#### WHAT TO DO:
Reproduce word for word the part of the forum post on dual booting FreeBSD and Linux below, starting at "I destroyed the" and ending at "So, first gcc.".

#### DOCUMENT EXTRACT:
(begin)

# How to dual boot FreeBSD and Linux for Newbies with BSD Boot Loader and no grub



## Spartrekus (Jul 4, 2019)

Hello,

How to dual boot FreeBSD and Linux for Newbies with BSD Boot Loader and no grub?

I destroyed the 500 GB with gpart. gpart destroy -F ada0.
I created with gpart the first partition of 250GB, and I copied the boot loader to get BTX loader.
I did add the two areas, and I formatted with newfs to prepare the disk for unpacking the FreeBSD base system.
So now I have ada0s1a and ada0s2a ready, with gpart, and I copied with the console on ada0s1a the kernel, base, ... files from /usr/freebsd-dist
I restart the machine. BTX Loader works, I fix the entropy bug by adding few libs into /lib to fix the bug of BSD.
I add ath0 and wpa wifi config to get wifi. I restart to check that all is working well at reboot.
Fine. Wifi works.
pkg works now. Ready to install. So, first gcc.
Now I install the machine with more packages. I installed icewm, my favourite, and xterm with xinit. I don't use slim or sddm. Just xinitrc is fine. Firefox for the web. Now all working, let's make a second partition to get KDE Linux running.

I have created a second partition with linux-data with gpart.

How now to bring Linux the dual boot?
I will debootstrap devuan on the linux-data / ada0s2 after once I can boot the vmlinuz and initrd using the BTX BSD loader,... how?

I wish to have something nicer or more UNIX freedom than Grub. So BTX like tweak would be welcome or other alternatives.

thank you and looking forward to hearing you.
Best regards,
SP

ref
https://www.freebsd.org/cgi/man.cgi?query=loader.conf&sektion=5
http://index-of.co.uk/SISTEMAS-OPERATIVOS/Handbook-FreeBSD-ingles-2014.pdf


----------

(end)

#### DATA SHOWN:
(begin)

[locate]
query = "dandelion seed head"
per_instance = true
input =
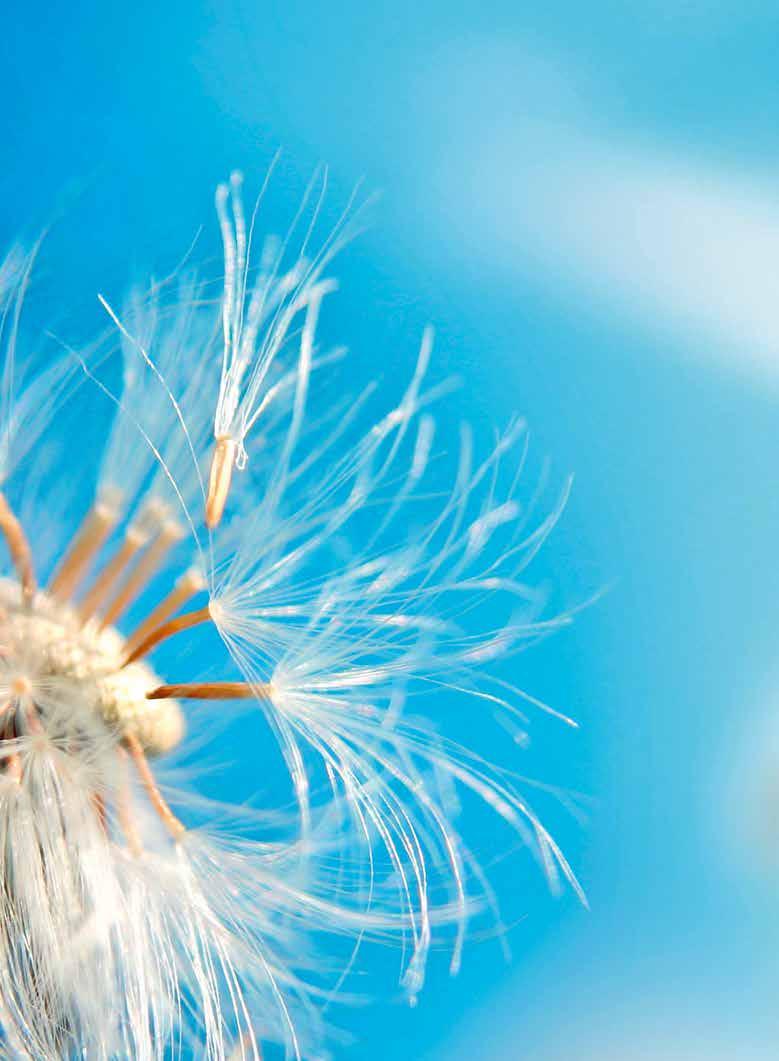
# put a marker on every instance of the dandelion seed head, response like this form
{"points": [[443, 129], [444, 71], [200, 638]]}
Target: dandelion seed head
{"points": [[361, 581], [46, 646]]}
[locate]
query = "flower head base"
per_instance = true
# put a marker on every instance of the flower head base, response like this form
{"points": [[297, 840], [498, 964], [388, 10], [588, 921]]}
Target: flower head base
{"points": [[358, 588]]}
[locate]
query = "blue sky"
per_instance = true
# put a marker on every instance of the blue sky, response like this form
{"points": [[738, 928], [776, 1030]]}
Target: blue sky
{"points": [[585, 202]]}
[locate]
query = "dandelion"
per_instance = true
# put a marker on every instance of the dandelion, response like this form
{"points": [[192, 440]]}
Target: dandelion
{"points": [[359, 585]]}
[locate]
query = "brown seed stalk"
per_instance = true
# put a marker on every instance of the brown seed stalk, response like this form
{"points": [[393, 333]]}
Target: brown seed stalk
{"points": [[219, 480], [19, 549], [143, 571], [185, 622], [172, 823], [210, 691], [190, 583], [96, 527]]}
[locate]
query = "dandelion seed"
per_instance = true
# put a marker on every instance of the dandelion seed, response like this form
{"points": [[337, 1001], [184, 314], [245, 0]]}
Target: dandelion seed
{"points": [[357, 577]]}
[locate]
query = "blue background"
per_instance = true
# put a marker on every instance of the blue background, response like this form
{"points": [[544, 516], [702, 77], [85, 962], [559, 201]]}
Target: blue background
{"points": [[584, 201]]}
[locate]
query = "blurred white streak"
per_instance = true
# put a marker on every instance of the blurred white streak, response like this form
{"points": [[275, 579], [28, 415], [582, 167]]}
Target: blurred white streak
{"points": [[535, 184]]}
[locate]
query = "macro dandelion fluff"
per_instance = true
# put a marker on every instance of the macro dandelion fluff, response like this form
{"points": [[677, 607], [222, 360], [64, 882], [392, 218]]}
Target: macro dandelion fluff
{"points": [[350, 579]]}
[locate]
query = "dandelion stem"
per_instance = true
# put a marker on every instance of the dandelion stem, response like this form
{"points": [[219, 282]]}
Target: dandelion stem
{"points": [[210, 691], [18, 546], [185, 622], [143, 572], [96, 527], [102, 586], [172, 823], [219, 481]]}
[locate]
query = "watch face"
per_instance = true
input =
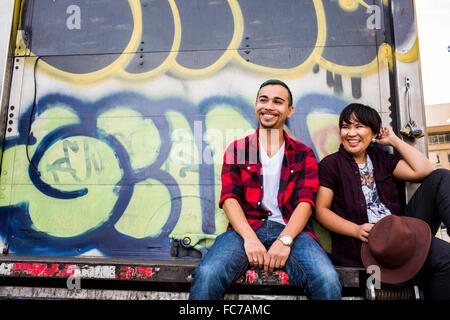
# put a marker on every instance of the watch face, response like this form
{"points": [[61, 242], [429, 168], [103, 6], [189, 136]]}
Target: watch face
{"points": [[287, 240]]}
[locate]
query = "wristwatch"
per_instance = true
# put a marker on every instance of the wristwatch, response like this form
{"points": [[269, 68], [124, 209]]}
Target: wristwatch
{"points": [[286, 240]]}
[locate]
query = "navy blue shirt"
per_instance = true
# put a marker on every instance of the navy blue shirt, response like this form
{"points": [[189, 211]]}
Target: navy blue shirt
{"points": [[339, 172]]}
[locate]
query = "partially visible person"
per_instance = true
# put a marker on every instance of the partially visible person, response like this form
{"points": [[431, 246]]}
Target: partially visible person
{"points": [[358, 189]]}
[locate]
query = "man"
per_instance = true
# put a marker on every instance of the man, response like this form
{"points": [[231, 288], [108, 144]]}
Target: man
{"points": [[269, 182]]}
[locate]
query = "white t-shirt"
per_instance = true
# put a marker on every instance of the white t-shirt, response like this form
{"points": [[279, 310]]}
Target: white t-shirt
{"points": [[271, 171]]}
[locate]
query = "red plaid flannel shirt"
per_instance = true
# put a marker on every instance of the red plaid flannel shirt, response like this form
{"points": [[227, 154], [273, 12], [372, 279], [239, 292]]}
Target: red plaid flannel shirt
{"points": [[242, 179]]}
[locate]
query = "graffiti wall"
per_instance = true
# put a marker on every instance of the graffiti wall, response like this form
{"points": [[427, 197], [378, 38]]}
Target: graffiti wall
{"points": [[120, 111]]}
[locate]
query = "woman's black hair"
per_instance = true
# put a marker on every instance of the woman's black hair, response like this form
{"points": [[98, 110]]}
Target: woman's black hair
{"points": [[363, 114]]}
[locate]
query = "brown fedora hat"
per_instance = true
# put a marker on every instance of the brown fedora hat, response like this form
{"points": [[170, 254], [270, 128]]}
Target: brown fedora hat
{"points": [[398, 246]]}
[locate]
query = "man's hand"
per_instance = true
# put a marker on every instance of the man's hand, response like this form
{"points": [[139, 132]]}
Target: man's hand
{"points": [[255, 251], [276, 257]]}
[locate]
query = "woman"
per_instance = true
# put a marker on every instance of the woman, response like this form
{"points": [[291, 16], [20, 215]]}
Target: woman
{"points": [[358, 188]]}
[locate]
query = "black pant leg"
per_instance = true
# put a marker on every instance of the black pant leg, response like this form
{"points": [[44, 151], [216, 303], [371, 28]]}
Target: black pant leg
{"points": [[431, 201], [436, 271]]}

(end)

#### SOLUTION TO THIS TASK:
I destroyed the 500 GB with gpart. gpart destroy -F ada0.
I created with gpart the first partition of 250GB, and I copied the boot loader to get BTX loader.
I did add the two areas, and I formatted with newfs to prepare the disk for unpacking the FreeBSD base system.
So now I have ada0s1a and ada0s2a ready, with gpart, and I copied with the console on ada0s1a the kernel, base, ... files from /usr/freebsd-dist
I restart the machine. BTX Loader works, I fix the entropy bug by adding few libs into /lib to fix the bug of BSD.
I add ath0 and wpa wifi config to get wifi. I restart to check that all is working well at reboot.
Fine. Wifi works.
pkg works now. Ready to install. So, first gcc.